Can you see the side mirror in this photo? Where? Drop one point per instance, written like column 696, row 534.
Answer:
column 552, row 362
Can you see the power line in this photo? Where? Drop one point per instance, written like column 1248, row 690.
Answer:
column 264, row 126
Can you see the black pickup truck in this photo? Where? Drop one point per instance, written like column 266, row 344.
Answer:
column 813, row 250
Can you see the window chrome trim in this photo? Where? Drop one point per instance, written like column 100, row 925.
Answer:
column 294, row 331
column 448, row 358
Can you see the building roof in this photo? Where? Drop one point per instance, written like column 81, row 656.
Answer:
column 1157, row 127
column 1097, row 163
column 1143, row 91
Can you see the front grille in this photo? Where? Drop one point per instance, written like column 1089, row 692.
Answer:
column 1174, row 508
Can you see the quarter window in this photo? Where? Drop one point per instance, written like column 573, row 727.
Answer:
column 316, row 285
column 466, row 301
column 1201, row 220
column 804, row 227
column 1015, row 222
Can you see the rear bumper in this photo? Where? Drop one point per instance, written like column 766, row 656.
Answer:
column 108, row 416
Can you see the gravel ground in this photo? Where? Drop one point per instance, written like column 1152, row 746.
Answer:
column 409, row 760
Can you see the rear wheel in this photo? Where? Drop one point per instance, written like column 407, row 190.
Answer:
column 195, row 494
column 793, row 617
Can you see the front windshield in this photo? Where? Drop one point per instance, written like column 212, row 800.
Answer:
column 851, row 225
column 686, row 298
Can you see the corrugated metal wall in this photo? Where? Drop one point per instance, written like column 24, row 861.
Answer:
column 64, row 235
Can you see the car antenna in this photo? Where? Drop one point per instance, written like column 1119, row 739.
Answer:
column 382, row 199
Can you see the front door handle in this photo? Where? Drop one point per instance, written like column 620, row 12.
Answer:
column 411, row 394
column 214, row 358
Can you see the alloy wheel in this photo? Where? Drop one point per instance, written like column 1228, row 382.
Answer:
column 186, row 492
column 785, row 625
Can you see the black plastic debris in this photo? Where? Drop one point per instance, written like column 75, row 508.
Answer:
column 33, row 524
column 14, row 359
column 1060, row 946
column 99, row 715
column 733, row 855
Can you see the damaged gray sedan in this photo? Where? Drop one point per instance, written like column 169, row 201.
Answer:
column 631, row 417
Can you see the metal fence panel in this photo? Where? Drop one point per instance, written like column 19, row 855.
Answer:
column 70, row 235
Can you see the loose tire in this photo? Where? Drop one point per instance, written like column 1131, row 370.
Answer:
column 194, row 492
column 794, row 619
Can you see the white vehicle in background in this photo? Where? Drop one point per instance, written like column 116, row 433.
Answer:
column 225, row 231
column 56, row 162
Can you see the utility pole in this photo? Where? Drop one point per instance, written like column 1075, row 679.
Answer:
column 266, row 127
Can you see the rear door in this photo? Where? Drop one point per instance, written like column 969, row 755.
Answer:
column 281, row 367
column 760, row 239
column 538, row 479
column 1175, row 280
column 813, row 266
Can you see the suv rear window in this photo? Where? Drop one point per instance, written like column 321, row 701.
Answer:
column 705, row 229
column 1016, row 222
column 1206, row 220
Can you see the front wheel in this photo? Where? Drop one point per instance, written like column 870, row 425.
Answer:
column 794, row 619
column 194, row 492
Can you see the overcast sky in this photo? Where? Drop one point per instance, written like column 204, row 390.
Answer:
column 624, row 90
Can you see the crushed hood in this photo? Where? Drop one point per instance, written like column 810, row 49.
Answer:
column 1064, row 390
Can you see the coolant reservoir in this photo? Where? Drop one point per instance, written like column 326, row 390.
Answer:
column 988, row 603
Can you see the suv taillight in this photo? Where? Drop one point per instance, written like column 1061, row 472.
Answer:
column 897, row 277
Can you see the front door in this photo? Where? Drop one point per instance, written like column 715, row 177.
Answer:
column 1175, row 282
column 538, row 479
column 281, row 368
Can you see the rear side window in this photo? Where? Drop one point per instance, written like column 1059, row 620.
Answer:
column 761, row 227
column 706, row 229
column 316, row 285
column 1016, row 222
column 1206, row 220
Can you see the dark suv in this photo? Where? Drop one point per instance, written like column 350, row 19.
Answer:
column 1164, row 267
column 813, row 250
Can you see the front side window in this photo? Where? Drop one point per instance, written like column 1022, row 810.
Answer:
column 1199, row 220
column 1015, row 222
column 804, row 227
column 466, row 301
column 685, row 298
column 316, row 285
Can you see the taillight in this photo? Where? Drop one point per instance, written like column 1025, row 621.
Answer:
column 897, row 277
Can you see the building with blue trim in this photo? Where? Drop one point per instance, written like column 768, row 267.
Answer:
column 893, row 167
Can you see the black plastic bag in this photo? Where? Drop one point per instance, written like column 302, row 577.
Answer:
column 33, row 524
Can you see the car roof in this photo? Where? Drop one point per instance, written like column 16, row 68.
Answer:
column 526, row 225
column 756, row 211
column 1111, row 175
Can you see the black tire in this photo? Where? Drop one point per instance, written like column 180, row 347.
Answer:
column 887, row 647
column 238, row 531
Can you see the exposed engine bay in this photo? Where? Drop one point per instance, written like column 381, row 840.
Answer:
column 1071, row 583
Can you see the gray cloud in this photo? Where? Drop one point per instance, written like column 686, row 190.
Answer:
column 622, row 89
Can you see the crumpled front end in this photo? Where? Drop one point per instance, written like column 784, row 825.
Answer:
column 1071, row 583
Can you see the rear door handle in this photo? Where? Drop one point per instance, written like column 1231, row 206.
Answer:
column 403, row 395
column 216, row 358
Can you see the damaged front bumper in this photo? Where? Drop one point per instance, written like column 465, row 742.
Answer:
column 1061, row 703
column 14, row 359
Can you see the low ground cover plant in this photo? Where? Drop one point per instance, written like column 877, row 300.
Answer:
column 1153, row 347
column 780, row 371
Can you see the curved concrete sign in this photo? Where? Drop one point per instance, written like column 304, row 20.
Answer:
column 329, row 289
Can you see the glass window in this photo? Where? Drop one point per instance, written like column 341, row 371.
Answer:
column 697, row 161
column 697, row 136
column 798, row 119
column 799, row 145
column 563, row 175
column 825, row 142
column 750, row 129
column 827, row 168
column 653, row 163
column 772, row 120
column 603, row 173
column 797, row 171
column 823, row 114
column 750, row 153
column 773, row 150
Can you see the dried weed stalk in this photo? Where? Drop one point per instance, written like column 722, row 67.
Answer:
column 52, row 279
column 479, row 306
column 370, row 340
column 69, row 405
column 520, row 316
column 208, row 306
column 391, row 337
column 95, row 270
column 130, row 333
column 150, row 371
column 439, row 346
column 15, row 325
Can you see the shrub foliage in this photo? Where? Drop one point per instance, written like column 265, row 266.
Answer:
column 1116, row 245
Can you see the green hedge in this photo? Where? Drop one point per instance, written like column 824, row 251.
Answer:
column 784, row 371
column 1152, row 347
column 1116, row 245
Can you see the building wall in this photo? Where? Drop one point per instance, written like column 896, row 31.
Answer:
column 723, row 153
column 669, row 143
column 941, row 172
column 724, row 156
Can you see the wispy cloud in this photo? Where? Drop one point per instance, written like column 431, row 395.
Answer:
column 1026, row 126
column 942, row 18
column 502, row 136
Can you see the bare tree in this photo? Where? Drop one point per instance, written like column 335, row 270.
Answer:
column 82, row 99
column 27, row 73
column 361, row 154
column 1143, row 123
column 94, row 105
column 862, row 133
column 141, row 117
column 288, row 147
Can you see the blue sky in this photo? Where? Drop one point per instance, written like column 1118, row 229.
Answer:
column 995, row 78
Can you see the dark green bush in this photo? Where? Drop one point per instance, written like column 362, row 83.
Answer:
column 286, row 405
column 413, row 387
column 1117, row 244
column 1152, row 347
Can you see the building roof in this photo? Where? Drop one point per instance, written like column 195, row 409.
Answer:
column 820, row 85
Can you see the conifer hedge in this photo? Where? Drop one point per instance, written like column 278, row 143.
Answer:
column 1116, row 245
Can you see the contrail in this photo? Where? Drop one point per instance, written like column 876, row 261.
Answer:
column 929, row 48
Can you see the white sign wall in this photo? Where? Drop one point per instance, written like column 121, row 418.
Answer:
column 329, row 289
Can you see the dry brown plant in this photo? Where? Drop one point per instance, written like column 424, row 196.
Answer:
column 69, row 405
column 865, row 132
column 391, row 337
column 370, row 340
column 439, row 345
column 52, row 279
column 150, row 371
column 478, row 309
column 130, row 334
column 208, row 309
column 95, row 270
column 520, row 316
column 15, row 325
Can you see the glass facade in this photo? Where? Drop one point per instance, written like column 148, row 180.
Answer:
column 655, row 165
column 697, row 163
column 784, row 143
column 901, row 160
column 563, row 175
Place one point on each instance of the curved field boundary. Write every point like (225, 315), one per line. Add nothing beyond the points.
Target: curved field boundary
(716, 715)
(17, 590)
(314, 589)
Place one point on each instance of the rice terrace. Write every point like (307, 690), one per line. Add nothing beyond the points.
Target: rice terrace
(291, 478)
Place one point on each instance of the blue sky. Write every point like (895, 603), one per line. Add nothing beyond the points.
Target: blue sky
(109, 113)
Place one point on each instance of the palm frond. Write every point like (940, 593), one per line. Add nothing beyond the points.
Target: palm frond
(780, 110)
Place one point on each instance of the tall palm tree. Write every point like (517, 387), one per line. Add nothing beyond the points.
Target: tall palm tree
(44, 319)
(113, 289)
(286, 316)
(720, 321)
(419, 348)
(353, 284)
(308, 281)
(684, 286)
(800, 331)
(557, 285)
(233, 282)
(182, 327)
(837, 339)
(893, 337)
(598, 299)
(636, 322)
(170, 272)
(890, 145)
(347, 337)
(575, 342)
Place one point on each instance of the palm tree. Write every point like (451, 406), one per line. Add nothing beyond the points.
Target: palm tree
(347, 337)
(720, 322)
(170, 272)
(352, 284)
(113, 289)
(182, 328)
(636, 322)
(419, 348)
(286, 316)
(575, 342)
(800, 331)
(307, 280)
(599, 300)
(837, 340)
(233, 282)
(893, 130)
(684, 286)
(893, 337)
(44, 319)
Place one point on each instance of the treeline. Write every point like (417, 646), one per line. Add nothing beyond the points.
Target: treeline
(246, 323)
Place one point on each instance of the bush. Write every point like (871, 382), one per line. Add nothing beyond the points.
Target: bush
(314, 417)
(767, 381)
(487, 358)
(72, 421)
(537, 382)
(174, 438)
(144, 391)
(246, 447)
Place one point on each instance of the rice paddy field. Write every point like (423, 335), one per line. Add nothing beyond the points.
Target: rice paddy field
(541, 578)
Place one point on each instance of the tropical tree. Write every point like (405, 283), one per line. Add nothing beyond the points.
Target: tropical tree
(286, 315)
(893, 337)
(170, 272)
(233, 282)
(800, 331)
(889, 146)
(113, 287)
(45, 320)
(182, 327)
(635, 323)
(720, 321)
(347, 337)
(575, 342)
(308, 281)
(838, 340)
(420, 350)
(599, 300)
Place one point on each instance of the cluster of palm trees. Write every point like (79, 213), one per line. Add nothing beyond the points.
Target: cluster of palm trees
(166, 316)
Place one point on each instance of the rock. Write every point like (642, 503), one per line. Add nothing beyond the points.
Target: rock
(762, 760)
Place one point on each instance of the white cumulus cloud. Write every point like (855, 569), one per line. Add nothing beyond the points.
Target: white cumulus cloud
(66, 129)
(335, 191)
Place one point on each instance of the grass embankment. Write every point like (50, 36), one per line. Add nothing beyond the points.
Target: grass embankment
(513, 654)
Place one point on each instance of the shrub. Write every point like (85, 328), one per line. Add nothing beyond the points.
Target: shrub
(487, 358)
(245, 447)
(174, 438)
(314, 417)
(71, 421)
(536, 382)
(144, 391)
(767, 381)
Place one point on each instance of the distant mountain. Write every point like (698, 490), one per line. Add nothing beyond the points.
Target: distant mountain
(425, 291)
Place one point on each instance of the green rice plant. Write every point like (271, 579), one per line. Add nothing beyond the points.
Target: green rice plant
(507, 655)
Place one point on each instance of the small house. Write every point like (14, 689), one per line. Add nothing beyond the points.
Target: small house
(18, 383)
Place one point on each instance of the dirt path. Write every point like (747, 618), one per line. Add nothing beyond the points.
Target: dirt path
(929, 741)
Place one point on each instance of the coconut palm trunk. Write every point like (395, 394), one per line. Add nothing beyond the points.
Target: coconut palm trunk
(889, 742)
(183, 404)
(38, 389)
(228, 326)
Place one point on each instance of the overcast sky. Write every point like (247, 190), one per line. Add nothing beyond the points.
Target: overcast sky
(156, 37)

• _What is required_
Repeat the part of the rows that opens with the line containing "Can you see the green" and closes with the line containing "column 724, row 156", both lines included, copying those lines exactly and nothing else.

• _Answer to this problem_
Can you see the green hedge in this photo? Where? Drop one point per instance, written like column 824, row 251.
Answer:
column 784, row 371
column 1152, row 347
column 1116, row 245
Can you see the building wall in this photo? Where? Drop one point per instance, written like column 896, row 31.
Answer:
column 723, row 153
column 669, row 143
column 941, row 172
column 724, row 156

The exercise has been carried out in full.